Initialization (Building Trie): O(N * K), where N is the number of sentences and K is the average length of a sentence.
Input:
- Trie Traversal: O(P), where P is the length of the input prefix.
- DFS (or BFS): O(M), where M is the number of nodes in the subtree rooted at the last traversed node. In the worst case, this could be O(N*K), but on average, it is much smaller.
- Sorting: O(L * log(L)), where L is the number of sentences found during the DFS. Since we only keep top 3, L will be small in practice, at most the number of sentences with a common prefix.
Space Complexity: O(N * K) to store the Trie, where N is the number of sentences and K is the average sentence length.

3. Edge Cases

Empty Input: If the input is empty, return an empty list.
No Matching Sentences: If no sentences start with the input, return an empty list.
Input Character Not in Trie: If, during Trie traversal, an input character is not found, it means there are no matching sentences, so return an empty list.
Adding New Sentences: When the user types '#' to submit a new sentence:
- Add the new sentence to the Trie with a frequency of 1 (or increment if it already exists).
- Reset the current_prefix to an empty string.
Case Sensitivity: The problem statement does not specify case sensitivity. The provided code is case-sensitive. If case-insensitivity is desired, convert all sentences to lowercase during initialization and input processing.

━━━━

▶ To be done:
[A] Restate the paragraph of the trie autocomplete excerpt that begins "Case Sensitivity:" more briefly, keeping its main facts.
[B] From the trie autocomplete excerpt above, reproduce the text between "- Sorting: O(L" and "input, return an empty list.", inclusive.

▶ Information provided:
━━━━

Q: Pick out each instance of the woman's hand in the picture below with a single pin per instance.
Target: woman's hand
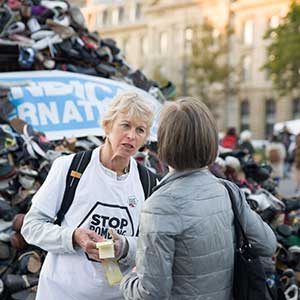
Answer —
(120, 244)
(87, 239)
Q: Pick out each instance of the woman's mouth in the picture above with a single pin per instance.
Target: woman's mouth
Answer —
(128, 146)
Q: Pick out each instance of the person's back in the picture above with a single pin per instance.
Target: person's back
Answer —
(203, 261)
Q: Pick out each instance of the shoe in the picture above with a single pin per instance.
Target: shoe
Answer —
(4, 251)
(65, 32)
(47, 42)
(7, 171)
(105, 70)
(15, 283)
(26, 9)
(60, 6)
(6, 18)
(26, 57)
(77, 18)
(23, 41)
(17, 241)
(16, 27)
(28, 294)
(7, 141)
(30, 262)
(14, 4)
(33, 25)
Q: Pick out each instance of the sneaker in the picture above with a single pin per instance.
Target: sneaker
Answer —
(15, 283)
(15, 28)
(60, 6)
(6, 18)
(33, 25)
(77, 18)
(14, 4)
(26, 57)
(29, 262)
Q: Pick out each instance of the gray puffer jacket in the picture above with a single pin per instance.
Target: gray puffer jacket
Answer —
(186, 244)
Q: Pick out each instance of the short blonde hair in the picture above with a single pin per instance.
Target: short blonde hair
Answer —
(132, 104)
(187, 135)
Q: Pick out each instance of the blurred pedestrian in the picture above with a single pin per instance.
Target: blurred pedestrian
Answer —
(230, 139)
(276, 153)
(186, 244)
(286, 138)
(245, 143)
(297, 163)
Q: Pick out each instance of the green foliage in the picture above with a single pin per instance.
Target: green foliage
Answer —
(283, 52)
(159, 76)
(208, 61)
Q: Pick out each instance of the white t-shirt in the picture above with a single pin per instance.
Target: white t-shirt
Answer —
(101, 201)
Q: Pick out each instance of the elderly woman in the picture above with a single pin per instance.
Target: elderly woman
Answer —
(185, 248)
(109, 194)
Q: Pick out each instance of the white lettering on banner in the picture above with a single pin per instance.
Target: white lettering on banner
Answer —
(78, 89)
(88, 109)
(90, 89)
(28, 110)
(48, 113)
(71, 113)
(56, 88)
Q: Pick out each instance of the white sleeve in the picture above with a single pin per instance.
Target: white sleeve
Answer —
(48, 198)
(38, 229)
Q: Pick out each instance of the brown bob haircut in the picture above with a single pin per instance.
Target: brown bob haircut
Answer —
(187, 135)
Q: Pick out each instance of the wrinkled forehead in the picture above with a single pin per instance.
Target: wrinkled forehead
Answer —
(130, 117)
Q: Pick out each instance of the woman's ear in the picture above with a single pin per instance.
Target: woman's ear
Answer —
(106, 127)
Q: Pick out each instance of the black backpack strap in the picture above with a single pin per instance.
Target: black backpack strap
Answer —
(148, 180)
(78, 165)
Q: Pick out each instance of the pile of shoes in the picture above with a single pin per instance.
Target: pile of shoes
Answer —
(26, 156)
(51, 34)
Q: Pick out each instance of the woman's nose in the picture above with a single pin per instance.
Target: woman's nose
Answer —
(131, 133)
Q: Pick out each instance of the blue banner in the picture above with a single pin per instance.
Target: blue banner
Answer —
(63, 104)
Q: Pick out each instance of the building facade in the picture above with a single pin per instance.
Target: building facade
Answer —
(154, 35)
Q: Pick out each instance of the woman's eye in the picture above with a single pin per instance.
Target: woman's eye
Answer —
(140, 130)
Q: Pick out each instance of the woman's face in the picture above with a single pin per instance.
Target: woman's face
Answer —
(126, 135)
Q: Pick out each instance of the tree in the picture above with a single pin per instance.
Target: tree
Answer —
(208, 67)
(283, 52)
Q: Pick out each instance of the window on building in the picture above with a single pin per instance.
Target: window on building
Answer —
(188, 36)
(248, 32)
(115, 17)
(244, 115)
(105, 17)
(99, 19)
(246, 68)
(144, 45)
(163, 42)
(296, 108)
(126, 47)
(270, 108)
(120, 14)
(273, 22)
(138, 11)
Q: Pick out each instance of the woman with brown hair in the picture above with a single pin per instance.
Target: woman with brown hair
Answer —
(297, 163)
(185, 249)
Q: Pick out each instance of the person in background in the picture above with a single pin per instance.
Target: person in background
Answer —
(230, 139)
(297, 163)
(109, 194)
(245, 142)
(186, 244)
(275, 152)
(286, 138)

━━━━

▶ Responses by task:
[A] The problem doesn't say whether matching is case-sensitive. The given code is case-sensitive. To make it case-insensitive, lowercase all sentences during initialization and input processing.

[B]
- Sorting: O(L * log(L)), where L is the number of sentences found during the DFS. Since we only keep top 3, L will be small in practice, at most the number of sentences with a common prefix.
Space Complexity: O(N * K) to store the Trie, where N is the number of sentences and K is the average sentence length.

3. Edge Cases

Empty Input: If the input is empty, return an empty list.
No Matching Sentences: If no sentences start with the input, return an empty list.